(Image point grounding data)
┌──
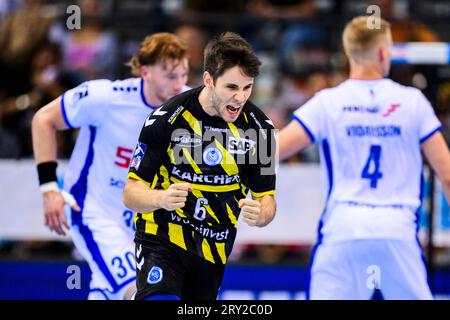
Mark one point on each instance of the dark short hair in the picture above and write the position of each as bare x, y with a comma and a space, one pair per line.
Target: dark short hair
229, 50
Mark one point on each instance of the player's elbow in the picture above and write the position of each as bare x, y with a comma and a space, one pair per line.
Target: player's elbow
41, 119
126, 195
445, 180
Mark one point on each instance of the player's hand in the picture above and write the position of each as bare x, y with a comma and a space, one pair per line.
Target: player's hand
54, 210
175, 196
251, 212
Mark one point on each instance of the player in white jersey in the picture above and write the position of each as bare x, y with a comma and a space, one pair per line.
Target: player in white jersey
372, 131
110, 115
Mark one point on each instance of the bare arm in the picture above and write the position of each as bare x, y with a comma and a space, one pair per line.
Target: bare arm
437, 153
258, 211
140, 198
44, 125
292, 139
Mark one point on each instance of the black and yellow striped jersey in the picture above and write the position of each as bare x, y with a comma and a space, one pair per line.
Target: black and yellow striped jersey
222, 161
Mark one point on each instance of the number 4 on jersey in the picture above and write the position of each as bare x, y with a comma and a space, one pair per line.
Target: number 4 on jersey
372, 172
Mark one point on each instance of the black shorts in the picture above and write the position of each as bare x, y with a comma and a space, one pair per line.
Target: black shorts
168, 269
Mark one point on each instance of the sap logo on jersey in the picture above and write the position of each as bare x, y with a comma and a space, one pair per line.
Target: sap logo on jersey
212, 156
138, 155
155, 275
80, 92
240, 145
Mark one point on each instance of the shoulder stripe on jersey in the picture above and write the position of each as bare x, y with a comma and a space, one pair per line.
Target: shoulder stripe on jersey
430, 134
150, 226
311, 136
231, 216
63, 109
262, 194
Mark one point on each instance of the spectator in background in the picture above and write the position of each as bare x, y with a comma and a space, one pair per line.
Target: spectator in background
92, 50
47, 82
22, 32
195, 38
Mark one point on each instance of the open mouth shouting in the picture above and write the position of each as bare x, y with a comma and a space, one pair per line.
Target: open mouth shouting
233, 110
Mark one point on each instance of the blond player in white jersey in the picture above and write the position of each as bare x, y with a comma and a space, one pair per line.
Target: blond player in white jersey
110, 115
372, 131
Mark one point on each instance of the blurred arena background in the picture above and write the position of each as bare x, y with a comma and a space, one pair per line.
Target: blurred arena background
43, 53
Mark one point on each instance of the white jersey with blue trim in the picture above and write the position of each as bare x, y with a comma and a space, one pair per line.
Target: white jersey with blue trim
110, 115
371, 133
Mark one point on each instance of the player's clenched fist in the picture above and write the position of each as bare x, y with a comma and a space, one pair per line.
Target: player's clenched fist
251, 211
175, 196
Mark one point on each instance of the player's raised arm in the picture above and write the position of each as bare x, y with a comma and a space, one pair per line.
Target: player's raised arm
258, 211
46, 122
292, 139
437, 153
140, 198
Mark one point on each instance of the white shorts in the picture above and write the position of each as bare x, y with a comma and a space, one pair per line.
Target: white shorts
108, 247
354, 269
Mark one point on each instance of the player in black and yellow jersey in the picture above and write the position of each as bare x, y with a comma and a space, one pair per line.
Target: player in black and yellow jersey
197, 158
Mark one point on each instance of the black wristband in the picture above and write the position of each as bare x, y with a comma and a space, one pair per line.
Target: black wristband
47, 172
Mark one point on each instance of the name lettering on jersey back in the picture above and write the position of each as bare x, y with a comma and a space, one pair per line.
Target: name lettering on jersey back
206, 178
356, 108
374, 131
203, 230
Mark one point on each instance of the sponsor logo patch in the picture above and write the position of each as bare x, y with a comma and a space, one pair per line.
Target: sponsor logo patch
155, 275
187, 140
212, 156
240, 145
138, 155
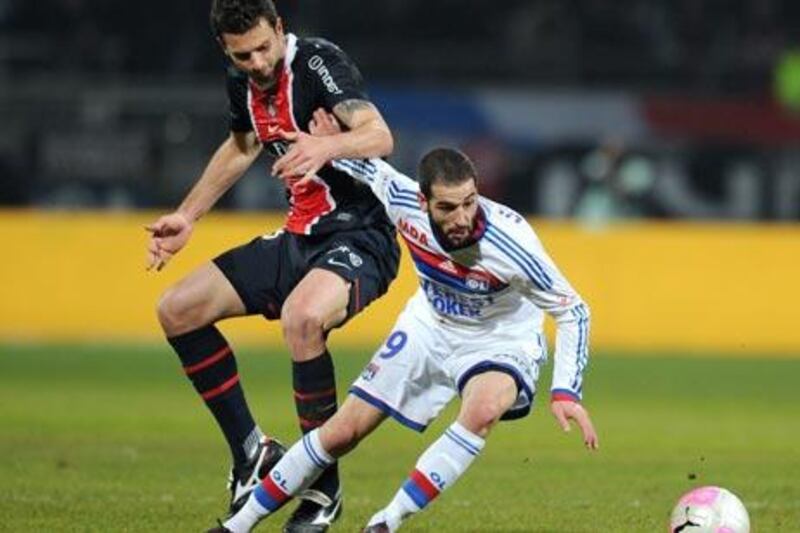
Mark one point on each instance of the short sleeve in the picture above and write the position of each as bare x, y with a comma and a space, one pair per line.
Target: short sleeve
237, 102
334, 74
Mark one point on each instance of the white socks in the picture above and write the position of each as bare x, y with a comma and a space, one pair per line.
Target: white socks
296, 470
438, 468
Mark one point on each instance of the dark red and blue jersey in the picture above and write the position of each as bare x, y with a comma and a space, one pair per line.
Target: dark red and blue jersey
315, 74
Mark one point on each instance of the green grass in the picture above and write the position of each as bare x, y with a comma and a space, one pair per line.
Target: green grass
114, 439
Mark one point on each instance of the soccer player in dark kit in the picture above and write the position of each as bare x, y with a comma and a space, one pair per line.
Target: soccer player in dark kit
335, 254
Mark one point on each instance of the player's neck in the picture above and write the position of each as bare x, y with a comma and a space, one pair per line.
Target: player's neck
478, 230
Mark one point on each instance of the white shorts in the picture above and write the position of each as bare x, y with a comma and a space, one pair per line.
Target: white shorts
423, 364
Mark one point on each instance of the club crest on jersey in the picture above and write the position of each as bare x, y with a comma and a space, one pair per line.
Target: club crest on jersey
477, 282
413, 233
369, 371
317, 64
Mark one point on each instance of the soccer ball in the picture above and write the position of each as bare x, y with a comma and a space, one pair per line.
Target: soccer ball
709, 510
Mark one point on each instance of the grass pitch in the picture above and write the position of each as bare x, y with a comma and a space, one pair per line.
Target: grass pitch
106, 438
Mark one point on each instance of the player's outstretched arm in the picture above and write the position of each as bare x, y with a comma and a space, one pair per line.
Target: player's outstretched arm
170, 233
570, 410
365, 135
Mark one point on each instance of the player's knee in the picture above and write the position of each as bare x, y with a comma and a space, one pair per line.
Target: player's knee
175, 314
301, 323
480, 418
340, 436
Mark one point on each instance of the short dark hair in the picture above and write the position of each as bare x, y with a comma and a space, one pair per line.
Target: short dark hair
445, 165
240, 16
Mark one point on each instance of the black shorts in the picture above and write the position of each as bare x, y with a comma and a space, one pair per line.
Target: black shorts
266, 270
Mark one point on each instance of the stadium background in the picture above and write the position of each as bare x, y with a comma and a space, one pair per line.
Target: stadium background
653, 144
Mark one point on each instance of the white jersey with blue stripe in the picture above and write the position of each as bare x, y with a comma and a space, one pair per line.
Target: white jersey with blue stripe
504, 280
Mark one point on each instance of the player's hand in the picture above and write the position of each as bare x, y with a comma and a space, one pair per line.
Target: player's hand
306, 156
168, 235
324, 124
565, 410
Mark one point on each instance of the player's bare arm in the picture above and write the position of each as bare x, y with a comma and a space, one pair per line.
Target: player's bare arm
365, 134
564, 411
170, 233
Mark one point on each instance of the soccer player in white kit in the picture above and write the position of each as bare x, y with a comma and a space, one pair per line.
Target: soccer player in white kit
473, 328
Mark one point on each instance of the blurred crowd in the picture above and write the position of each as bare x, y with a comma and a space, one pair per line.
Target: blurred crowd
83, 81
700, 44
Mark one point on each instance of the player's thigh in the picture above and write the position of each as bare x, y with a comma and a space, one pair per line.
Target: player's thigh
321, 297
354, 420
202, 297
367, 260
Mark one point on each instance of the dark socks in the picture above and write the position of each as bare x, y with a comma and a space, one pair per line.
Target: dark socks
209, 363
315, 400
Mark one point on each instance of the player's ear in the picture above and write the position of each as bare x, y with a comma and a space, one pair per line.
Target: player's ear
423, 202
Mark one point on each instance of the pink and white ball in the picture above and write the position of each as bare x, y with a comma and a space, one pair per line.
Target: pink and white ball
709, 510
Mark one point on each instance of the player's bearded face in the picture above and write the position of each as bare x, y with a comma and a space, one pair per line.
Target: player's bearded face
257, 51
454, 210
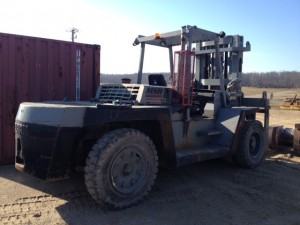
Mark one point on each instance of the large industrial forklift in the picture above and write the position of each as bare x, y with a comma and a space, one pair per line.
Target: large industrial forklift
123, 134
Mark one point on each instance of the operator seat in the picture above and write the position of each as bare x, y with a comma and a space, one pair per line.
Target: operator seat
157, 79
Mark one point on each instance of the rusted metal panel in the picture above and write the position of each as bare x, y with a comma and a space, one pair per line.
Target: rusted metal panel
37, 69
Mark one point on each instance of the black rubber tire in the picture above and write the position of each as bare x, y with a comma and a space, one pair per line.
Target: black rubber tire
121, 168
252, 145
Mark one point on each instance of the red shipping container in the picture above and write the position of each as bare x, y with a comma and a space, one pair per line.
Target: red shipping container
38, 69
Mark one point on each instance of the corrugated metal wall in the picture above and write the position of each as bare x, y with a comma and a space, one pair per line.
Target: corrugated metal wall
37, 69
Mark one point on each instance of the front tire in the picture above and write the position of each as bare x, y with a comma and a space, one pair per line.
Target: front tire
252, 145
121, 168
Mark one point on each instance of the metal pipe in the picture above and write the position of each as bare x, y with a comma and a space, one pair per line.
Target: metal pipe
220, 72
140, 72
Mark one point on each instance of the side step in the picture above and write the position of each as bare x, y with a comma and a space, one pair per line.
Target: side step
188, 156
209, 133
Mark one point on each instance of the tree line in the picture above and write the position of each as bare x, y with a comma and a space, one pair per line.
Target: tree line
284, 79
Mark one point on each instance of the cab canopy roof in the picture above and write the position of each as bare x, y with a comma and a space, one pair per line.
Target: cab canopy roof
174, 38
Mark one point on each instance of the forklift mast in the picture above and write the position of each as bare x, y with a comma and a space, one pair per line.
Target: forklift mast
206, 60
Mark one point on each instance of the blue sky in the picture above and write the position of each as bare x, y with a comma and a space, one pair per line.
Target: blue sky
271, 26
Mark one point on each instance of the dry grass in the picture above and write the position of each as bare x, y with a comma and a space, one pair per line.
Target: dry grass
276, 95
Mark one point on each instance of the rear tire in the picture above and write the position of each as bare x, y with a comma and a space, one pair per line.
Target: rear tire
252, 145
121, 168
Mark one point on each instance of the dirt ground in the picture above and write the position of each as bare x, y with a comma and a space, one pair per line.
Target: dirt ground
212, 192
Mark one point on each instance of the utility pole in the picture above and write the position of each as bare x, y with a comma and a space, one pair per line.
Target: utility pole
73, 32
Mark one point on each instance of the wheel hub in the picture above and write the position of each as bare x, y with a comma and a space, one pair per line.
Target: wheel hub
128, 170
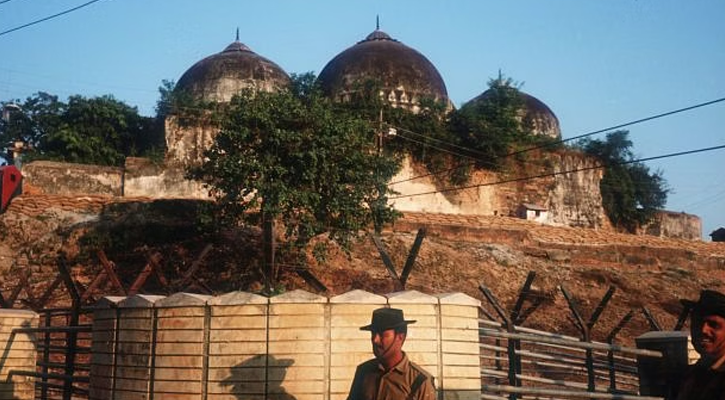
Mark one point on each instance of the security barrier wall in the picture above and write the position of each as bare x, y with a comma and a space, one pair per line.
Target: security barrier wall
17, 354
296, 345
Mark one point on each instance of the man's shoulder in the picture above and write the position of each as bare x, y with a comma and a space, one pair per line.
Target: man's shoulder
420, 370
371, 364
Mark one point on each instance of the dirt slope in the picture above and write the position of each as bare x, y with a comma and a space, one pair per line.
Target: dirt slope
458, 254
└──
- [EXERCISE PROMPT] Once the line with "Mark one point on each instance of the front" is found in the records above, print exactly that line and every line after it through the line with "Mark one point on each instance of the blue".

- [TASK SOLUTION]
Mark one point on each instance of the front tire in the picture above and write the position of each as bare x, y with a comma and a space, one pair per line.
Target: front tire
252, 145
121, 168
Mark one point on each instance of the metal pipe in the picture above and write the position of each as bare x, y with a comma and a space, one pair per line.
Target: metal pipe
220, 72
140, 72
Mark one point on each instance of the side step in the picture above and write the position of each as bare x, y with a comma and a space, one pair per line.
Target: side step
188, 156
209, 133
Mark one point on each instance of the tree line in the picture above and write the position of each as bare x, y with a comma and a space, one pair per line.
Target: tree line
284, 79
Mark one point on each instance of the cab canopy roof in the picture above and write the position of each as bare x, y with a comma and a space, one pair per line.
Target: cab canopy roof
174, 38
Mark one point on each instance of the forklift mast in the picture above and write the position of each as bare x, y with a comma and a space, one pair per line.
Target: forklift mast
206, 60
Mark one point on each instance of the blue sky in the picture above and write the position of each as bare x, y with a comma and a space, one pair per line.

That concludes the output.